» Directives
a. In the discussion of knowledge and specialization below, what does "dispersion" mean?
b. Decide whether each statement agrees with the discussion of knowledge and specialization below, and support each yes or no with the deciding words quoted from it. (i) A juicy rumor stays concentrated in the minds of a few. (ii) The comment dated Sep 7 2010 names population growth as the driving factor in the college-majors example. (iii) How to fix a tire is given as an example of a particular piece of knowledge.
c. From the discussion of knowledge and specialization below, reproduce the stretch from "Dispersion means something" through "point of X is." word for word.

## start Text excerpt

Dispersion means something being more spread out, which is the opposite of specialization. A juicy rumor will become widely dispersed, but highly technical and specialized knowledge will remain concentrated in the minds of a few.
The “knowledge” you’re referring to is “all the knowledge necessary to get some big project done,” which is now housed in many people’s minds rather than in one generalist’s. The “knowledge” I’m referring to is a particular piece — say how to fix a tire, or what the melting point of X is.
If you want to convey the greater sense of fragility of the system, I think it works better to focus on how knowledge is becoming concentrated into fewer minds, hence more susceptible to meltdowns when something goes wrong. Nassim Taleb talks a lot about this.
Martin
Sep 7 2010 at 3:31pm
Mr. Kling, on a somewhat unrelated note, but isn’t the increase in college majors the result of an increase in the college population than anything else rather than an increase in knowledge?
It seems to me that the driving factor in that example is population growth. An increase in population makes an increase in the division of labour possible, which in turn leads to more knowledge.
Wouldn’t a measure of college majors therefore not measure population size, rather than knowledge? If tomorrow half the population would be wiped out; the knowledge would still be there; many majors probably wouldn’t. That or I emphasize knowledge in ‘books’ and you emphasize knowledge in people’s heads.

## end Text excerpt
## start Information supplied

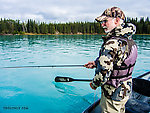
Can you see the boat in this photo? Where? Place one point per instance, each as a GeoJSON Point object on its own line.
{"type": "Point", "coordinates": [139, 101]}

## end Information supplied

» Answer list
a. Dispersion means something being more spread out, which is the opposite of specialization.

b.
(i) No: "A juicy rumor will become widely dispersed, but highly technical and specialized knowledge will remain concentrated in the minds of a few."
(ii) Yes: "It seems to me that the driving factor in that example is population growth."
(iii) Yes: "The “knowledge” I’m referring to is a particular piece — say how to fix a tire, or what the melting point of X is."

c.
Dispersion means something being more spread out, which is the opposite of specialization. A juicy rumor will become widely dispersed, but highly technical and specialized knowledge will remain concentrated in the minds of a few.
The “knowledge” you’re referring to is “all the knowledge necessary to get some big project done,” which is now housed in many people’s minds rather than in one generalist’s. The “knowledge” I’m referring to is a particular piece — say how to fix a tire, or what the melting point of X is.